_Work to complete_
Rewrite the material below, changing every "a pin for each instance" to "one pin per instance" and leaving everything else as it is.

Excerpts from a point labeling dataset
:::

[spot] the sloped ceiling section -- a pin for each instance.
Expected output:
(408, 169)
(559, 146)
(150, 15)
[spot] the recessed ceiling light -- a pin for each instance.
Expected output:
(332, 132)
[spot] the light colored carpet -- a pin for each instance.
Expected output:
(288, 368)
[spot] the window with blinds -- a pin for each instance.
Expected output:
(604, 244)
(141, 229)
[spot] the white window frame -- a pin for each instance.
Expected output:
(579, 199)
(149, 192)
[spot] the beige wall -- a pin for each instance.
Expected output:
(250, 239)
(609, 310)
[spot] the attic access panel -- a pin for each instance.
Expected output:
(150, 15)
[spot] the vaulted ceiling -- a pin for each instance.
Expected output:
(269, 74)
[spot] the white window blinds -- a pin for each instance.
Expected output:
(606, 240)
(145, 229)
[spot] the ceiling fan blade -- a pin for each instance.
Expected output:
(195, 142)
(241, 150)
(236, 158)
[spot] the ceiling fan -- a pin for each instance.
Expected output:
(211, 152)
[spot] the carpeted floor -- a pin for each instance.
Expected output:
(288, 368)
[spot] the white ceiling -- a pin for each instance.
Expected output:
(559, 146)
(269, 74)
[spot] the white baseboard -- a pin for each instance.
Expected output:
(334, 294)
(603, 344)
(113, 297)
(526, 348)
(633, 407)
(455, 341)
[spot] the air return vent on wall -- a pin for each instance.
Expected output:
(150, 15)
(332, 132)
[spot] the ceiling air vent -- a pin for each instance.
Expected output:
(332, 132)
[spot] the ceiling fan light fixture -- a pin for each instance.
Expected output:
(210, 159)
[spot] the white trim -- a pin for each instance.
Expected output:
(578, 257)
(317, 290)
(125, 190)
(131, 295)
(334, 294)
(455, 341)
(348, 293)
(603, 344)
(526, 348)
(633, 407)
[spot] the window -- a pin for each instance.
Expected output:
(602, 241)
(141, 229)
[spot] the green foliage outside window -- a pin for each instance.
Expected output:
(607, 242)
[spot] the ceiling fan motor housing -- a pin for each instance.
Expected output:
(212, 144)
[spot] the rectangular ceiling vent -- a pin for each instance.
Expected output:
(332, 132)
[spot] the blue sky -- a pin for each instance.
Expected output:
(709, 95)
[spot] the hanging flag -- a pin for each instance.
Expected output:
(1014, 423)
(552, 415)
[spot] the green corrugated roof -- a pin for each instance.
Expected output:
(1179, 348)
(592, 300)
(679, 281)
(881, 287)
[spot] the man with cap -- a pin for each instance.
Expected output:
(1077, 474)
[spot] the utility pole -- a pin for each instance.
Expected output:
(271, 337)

:::

_Written solution_
[spot] the sloped ceiling section -- one pin per instance.
Expected output:
(408, 169)
(559, 146)
(150, 15)
[spot] the recessed ceiling light -- one pin per instance.
Expected output:
(332, 132)
[spot] the light colored carpet -- one pin per instance.
Expected output:
(288, 368)
[spot] the window with blinds -- one pin per instance.
Expected output:
(604, 244)
(141, 229)
[spot] the white window frame -- one pin per instance.
Expected output:
(579, 199)
(149, 192)
[spot] the beige wall -- one pin per instance.
Expected output:
(250, 239)
(609, 310)
[spot] the attic access panel -- one pin per instance.
Expected output:
(150, 15)
[spot] the vaulted ceiling -- one pin per instance.
Expected output:
(269, 74)
[spot] the white window blinds -- one pin per instance.
Expected output:
(606, 240)
(145, 229)
[spot] the ceiling fan blade -- one pin per instance.
Expected output:
(195, 142)
(241, 150)
(236, 158)
[spot] the ceiling fan -- one pin per instance.
Expected output:
(211, 152)
[spot] the carpeted floor -- one pin per instance.
Expected output:
(288, 368)
[spot] the white ceiling -- one pin per instance.
Expected output:
(559, 146)
(269, 74)
[spot] the white baseboard -- one pin per instance.
Expected output:
(334, 294)
(603, 344)
(113, 297)
(526, 348)
(633, 407)
(455, 341)
[spot] the air return vent on wall -- one pin per instance.
Expected output:
(150, 15)
(332, 132)
[spot] the ceiling air vent -- one pin per instance.
Expected output:
(332, 132)
[spot] the ceiling fan light fixture -- one pin per instance.
Expected output:
(210, 159)
[spot] the white trim -- one pin per instance.
Expected output:
(578, 257)
(317, 290)
(125, 190)
(131, 295)
(334, 294)
(455, 341)
(348, 293)
(603, 344)
(526, 348)
(633, 407)
[spot] the window -- one pin per instance.
Expected output:
(602, 241)
(141, 229)
[spot] the green foliage outside window -- one pin per instance.
Expected output:
(607, 242)
[spot] the ceiling fan motor housing -- one pin per instance.
Expected output:
(212, 144)
[spot] the rectangular ceiling vent -- one pin per instance.
Expected output:
(332, 132)
[spot] the blue sky -- one pin per instance.
Expected output:
(709, 95)
[spot] the hanging flag -- one pin per instance.
Expected output:
(1014, 423)
(552, 415)
[spot] the green corrugated roof -- one pin per instance.
Expected output:
(1179, 348)
(592, 300)
(679, 281)
(881, 287)
[spot] the man with cap -- one pin per instance.
Expected output:
(1077, 474)
[spot] the utility pole -- one pin per instance.
Expected output:
(271, 337)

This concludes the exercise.